### Selected extract

EU court upholds Monsanto GM soybean approval

St. Louis, Missouri-based Monsanto was established by pharmacist John Queeny in 1901 to produce saccharine

A top EU court on Thursday upheld the European Commission's approval of genetically modified soybeans made by US agri-chemicals giant Monsanto which environmentalists claim may harm human health. GM foods are hugely controversial in the European Union -- some member states say they may pose as yet unknown health risks while others argue they are essential and to ban them would turn the bloc into a scientific backwater. The General Court of the European Union said the Commission, the bloc's executive arm, had acted correctly when approving the GM soybean in 2012, rejecting an appeal launched afterwards. Three German NGOs said the Commission was wrong in finding that Monsanto's soybean was little different from the conventional version and therefore posed no undue health risk to humans, animals or the environment. They were particularly concerned the GM version could cause allergies in infants. The Commission rejected their claims in 2013 and they then took their case to the Luxembourg-based General Court, second only in the EU to the European Court of Justice. "The General Court dismisses the action... and upholds the decision by which the Commission dismissed as unfounded a request for review of the decision on marketing authorisation," a statement said. It said the NGOs had not been able to raise "serious doubts" about the Commission's decision.

### Exercise
According to the article on the Monsanto soybean ruling, what did the three German NGOs particularly fear the GM soybean could cause?

### Dataset
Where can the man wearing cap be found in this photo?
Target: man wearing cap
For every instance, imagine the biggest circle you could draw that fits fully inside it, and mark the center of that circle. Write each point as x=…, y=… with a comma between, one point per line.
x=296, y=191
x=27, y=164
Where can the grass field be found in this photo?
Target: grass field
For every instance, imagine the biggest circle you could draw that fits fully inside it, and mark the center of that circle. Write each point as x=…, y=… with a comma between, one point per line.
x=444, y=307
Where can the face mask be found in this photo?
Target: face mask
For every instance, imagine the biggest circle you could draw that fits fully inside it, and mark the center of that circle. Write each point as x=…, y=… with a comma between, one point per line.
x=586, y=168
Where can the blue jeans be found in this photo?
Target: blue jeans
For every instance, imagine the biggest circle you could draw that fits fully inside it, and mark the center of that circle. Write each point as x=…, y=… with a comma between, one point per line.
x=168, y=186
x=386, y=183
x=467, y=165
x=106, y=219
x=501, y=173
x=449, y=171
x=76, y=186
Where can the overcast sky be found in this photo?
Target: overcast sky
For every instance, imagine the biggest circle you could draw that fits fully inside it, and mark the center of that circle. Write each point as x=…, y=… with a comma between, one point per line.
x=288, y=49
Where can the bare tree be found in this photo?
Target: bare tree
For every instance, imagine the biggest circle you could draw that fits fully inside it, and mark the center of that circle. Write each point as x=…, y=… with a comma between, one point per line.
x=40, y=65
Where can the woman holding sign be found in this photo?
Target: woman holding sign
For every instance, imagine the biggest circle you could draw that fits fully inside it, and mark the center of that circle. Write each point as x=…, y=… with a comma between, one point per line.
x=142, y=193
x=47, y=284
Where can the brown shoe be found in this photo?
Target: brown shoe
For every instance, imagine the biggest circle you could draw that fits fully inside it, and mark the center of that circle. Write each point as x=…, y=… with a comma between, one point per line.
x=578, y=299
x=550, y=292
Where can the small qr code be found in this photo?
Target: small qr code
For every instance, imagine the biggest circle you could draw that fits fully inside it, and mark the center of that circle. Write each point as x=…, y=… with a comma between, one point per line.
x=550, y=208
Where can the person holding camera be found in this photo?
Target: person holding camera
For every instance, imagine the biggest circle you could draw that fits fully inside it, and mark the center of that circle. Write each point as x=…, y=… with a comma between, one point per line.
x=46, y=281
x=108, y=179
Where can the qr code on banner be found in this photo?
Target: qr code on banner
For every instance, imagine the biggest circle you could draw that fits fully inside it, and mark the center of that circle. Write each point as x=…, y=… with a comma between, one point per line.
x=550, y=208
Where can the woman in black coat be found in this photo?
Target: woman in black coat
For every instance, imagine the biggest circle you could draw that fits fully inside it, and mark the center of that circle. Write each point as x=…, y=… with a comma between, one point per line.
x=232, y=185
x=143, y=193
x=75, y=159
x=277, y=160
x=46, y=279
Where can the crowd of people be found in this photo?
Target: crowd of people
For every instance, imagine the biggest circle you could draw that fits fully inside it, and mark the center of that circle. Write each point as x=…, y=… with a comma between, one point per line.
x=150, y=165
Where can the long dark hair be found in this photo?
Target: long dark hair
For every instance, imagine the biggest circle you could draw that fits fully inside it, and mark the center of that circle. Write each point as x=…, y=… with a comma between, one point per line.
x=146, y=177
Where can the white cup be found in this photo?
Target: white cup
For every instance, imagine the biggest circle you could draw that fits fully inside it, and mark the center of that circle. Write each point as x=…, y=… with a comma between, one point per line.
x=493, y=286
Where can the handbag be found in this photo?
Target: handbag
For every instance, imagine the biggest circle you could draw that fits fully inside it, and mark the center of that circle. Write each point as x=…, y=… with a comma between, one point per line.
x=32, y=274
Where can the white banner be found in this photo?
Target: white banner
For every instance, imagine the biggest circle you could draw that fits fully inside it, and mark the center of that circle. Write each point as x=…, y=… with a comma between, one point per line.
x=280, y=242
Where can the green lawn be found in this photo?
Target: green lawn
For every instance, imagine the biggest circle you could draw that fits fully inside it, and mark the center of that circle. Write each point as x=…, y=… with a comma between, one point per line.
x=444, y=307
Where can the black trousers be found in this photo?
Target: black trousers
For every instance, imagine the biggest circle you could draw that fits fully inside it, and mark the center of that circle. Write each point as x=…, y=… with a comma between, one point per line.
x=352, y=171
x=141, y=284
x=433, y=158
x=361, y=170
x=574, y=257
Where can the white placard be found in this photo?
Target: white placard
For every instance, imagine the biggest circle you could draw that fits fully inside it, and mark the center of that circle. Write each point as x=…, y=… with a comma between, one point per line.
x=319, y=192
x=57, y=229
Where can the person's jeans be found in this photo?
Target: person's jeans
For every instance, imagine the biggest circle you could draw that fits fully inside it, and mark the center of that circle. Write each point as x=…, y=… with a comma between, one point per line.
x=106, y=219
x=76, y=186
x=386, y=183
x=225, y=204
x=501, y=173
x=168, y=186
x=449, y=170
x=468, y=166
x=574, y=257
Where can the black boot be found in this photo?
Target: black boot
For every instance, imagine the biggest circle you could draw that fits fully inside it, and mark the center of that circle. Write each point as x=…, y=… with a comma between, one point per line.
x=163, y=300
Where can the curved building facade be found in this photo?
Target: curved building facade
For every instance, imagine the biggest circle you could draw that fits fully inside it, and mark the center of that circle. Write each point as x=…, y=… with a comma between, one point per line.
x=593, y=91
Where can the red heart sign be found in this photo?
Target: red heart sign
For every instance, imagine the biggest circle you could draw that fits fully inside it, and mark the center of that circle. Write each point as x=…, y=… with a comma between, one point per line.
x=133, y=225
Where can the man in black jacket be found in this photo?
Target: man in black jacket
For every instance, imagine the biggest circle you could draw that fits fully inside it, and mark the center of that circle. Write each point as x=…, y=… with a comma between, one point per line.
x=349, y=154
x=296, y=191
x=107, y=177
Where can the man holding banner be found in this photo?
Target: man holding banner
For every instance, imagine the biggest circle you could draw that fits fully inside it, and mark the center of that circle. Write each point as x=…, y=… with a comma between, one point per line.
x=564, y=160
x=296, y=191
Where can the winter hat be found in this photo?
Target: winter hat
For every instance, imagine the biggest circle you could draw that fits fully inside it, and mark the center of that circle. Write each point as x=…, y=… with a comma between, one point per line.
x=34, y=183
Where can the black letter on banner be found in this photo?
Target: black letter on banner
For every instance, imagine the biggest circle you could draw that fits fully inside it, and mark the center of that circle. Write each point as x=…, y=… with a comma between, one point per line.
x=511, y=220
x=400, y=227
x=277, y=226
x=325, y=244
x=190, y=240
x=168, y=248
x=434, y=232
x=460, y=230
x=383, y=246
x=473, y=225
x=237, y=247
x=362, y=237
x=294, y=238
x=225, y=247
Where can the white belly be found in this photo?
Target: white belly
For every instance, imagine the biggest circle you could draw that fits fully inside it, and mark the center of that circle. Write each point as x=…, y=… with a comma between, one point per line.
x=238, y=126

### Response to this exercise
Allergies in infants.